■ **Exercise requirements**
Copy the records word for word from their start through the line that contains "<point>15,74</point>", including that line, and leave out the pictures.

** start of Task material **

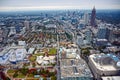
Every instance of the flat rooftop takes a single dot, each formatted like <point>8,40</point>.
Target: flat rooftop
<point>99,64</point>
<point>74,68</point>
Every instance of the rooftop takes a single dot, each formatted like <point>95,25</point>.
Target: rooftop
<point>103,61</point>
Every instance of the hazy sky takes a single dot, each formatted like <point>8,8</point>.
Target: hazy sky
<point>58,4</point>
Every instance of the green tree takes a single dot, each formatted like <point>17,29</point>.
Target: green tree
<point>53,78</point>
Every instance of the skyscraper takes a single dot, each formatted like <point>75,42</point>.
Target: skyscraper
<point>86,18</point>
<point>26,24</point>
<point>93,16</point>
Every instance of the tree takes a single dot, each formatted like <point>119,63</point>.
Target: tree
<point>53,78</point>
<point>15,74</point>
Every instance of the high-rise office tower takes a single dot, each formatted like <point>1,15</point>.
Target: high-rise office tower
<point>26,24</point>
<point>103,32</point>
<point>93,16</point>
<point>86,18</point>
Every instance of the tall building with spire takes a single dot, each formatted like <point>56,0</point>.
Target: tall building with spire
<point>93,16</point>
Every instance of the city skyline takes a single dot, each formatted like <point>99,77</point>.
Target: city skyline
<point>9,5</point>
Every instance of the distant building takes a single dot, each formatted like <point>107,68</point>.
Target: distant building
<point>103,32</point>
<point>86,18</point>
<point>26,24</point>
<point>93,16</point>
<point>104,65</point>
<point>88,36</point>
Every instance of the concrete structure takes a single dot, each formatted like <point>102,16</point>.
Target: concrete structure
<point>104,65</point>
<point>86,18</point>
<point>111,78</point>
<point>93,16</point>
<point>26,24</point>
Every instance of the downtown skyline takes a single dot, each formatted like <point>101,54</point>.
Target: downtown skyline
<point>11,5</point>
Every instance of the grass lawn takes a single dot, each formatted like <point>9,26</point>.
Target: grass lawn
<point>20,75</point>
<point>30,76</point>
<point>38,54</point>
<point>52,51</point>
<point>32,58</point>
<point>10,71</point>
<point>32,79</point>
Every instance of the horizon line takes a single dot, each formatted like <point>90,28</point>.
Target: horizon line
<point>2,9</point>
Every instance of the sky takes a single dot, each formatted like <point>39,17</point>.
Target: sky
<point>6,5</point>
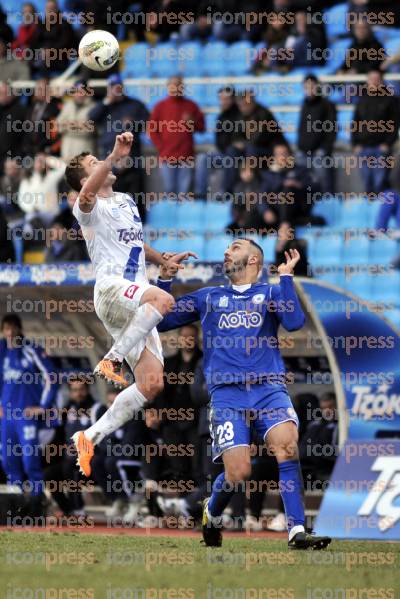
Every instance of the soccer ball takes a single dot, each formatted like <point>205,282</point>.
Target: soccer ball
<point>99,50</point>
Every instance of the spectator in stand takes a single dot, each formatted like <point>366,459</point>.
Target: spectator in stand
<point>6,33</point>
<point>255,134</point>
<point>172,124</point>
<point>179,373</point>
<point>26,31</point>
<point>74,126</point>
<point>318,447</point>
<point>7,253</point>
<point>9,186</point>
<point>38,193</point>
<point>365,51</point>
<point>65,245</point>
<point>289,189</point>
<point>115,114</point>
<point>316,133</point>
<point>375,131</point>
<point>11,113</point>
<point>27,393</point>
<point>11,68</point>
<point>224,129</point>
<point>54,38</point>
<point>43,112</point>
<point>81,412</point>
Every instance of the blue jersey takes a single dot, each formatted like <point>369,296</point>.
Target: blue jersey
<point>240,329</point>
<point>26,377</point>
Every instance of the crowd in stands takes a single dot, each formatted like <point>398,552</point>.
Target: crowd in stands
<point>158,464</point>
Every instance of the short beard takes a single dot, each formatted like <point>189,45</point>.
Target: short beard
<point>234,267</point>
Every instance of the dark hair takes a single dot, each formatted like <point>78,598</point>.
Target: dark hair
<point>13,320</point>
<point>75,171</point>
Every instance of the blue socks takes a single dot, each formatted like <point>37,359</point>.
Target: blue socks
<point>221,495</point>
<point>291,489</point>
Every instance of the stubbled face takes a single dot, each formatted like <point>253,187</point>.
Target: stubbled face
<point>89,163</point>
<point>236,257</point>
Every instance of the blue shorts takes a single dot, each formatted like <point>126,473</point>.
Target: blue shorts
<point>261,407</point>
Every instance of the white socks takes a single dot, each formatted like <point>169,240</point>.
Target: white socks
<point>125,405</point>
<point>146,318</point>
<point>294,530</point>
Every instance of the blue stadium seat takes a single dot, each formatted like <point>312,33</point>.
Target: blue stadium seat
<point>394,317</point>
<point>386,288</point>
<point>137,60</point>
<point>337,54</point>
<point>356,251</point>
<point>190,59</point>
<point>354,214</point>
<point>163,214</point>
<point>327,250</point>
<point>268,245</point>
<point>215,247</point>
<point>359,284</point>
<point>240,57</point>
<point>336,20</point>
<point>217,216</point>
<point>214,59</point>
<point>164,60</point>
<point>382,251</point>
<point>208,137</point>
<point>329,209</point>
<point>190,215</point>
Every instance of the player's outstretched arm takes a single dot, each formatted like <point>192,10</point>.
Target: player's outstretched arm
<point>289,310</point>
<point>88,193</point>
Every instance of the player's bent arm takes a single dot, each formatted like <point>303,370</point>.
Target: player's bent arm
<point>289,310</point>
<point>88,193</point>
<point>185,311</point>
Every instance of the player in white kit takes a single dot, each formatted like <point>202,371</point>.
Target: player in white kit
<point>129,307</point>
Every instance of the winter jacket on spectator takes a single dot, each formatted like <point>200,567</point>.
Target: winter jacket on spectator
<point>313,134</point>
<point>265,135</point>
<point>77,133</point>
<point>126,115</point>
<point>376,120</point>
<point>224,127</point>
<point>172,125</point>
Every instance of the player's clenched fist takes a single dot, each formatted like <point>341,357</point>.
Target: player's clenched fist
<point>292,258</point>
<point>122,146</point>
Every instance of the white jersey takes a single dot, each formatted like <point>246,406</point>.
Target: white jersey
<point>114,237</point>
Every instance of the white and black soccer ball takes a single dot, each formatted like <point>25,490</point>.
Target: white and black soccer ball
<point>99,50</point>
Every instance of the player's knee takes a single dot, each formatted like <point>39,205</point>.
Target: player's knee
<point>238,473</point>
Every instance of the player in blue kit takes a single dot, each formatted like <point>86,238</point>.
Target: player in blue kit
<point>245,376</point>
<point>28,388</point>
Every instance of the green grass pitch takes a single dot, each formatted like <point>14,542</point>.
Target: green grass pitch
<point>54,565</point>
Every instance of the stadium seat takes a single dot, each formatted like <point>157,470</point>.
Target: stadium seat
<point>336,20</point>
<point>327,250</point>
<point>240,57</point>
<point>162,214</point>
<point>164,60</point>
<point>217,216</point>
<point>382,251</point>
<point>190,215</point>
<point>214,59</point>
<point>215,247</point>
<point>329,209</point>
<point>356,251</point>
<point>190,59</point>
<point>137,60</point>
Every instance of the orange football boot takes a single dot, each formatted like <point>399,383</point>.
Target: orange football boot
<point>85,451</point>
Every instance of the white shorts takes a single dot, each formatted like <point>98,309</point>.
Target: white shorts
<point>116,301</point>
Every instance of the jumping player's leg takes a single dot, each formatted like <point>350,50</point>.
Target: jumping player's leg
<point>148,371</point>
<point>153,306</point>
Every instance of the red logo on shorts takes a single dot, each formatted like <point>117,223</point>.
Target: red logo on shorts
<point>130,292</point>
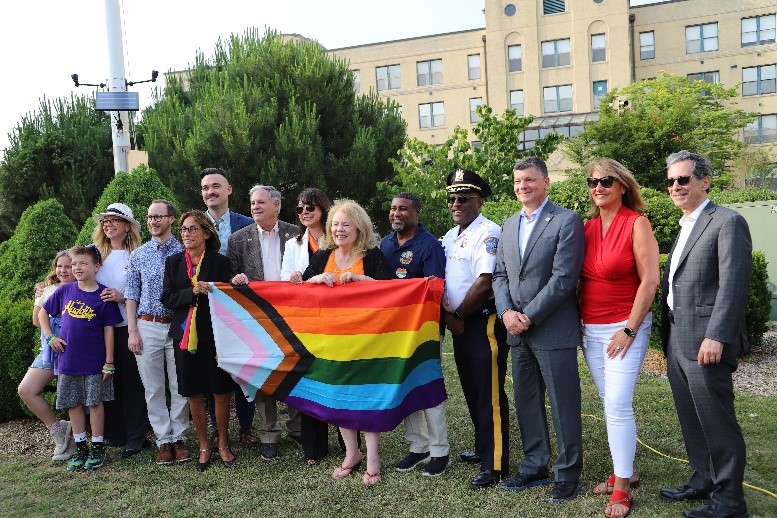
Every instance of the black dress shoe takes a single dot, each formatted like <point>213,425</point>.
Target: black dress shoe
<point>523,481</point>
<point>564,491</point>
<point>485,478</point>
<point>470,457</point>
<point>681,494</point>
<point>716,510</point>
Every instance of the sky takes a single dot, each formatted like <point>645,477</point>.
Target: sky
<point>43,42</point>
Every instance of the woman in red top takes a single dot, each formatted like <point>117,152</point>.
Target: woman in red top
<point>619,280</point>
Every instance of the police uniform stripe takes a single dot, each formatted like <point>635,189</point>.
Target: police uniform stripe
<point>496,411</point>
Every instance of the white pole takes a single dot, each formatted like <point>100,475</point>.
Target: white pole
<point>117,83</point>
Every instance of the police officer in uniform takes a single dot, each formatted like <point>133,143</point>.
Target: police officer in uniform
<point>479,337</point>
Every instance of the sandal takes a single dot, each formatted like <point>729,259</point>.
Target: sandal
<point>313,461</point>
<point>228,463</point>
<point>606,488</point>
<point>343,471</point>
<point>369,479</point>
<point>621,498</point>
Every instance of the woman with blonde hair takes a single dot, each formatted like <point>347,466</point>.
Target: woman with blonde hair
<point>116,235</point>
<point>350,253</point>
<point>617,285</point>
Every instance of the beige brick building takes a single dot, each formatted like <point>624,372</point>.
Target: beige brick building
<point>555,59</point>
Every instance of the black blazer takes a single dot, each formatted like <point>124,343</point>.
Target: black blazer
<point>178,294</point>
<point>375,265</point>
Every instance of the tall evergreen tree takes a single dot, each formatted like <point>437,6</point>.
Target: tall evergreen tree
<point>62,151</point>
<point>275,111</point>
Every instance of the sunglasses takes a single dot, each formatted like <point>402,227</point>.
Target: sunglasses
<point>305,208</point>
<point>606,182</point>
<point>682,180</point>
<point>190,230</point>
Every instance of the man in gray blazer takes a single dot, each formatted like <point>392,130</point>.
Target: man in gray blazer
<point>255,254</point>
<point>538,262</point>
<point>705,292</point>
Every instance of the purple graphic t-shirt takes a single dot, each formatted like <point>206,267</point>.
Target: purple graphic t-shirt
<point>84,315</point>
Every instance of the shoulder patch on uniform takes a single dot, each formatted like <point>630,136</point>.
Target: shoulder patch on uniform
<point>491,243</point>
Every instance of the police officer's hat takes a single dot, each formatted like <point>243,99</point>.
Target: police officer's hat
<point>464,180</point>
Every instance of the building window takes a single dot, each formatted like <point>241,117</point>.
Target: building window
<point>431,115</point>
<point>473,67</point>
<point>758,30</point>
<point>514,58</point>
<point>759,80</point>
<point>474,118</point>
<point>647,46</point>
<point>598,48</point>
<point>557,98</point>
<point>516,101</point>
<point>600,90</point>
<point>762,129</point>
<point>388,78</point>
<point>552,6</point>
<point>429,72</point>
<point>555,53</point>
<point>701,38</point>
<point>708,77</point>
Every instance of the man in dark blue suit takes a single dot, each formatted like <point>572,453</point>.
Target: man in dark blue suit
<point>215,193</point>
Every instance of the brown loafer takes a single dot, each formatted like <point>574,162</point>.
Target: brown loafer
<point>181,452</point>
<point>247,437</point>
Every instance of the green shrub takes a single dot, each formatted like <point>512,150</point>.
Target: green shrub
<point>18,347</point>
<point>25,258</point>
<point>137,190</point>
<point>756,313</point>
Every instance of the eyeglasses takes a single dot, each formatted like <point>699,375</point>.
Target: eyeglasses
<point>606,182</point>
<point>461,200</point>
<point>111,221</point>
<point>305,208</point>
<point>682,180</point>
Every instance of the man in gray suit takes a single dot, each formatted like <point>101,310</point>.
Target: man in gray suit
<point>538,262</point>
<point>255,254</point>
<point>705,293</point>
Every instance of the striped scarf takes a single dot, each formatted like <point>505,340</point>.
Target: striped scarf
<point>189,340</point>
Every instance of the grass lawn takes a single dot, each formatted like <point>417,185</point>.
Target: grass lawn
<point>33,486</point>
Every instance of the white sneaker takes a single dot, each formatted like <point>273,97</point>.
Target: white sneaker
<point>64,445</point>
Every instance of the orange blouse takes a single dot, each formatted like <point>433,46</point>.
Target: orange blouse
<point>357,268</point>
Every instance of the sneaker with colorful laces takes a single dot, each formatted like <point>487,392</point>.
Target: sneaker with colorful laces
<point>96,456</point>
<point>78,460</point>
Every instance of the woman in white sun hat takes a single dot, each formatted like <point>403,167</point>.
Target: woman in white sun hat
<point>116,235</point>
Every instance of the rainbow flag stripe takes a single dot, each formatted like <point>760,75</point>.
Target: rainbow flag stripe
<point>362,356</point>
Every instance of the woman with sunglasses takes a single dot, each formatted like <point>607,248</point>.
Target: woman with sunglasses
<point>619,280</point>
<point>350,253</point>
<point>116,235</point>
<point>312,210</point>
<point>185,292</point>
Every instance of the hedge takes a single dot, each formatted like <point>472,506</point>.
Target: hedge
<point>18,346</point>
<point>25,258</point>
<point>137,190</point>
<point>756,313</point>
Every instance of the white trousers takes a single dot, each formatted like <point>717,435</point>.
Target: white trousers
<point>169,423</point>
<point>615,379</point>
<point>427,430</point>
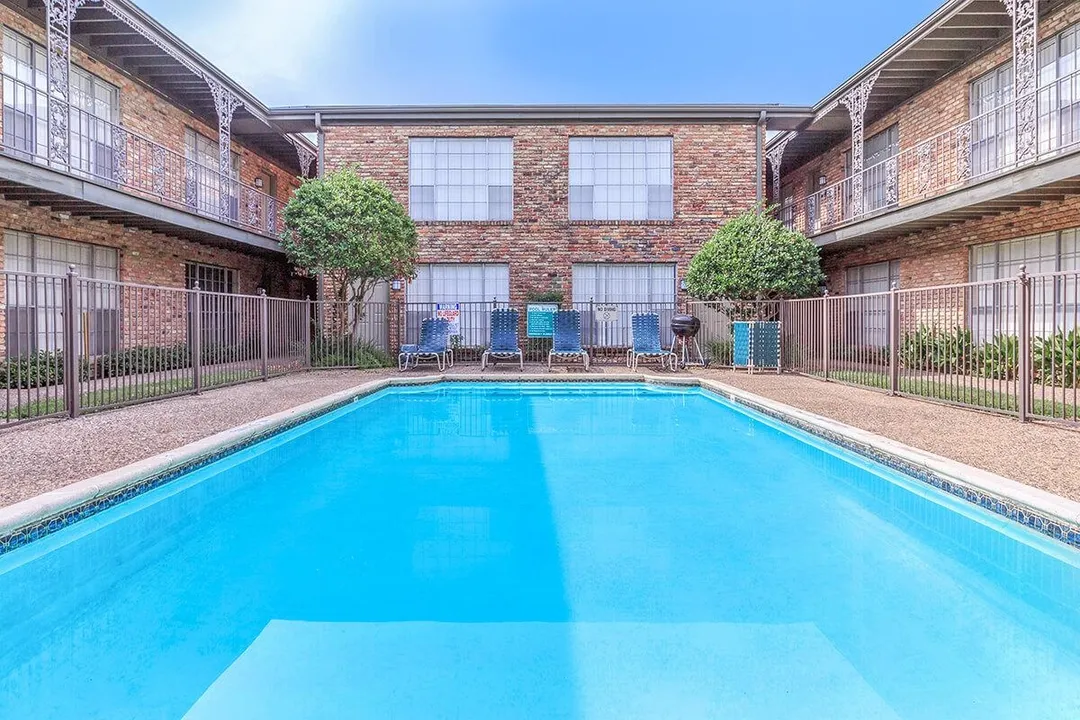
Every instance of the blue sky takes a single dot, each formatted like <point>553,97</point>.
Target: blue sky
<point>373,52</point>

** end of Task material **

■ **Output**
Every instance of the flat rooftop takes a single dot, each formatted like <point>8,40</point>.
Target: flat rooftop
<point>99,64</point>
<point>74,68</point>
Every instance of the rooftop takes a single dot, each formatted like <point>95,25</point>.
Target: rooftop
<point>103,61</point>
Every instance of the hazy sky takes a single dot, each formatted like <point>8,8</point>.
Target: hazy sky
<point>58,4</point>
Every instance of the green tree takes a single dot, each formatted like <point>17,29</point>.
Target: green tree
<point>53,78</point>
Every instance of the skyscraper takes a single dot, each formatted like <point>75,42</point>.
Target: skyscraper
<point>86,18</point>
<point>26,24</point>
<point>93,16</point>
Every instance of the tree takes a single dot, each formatted like <point>119,63</point>.
Target: tree
<point>53,78</point>
<point>15,74</point>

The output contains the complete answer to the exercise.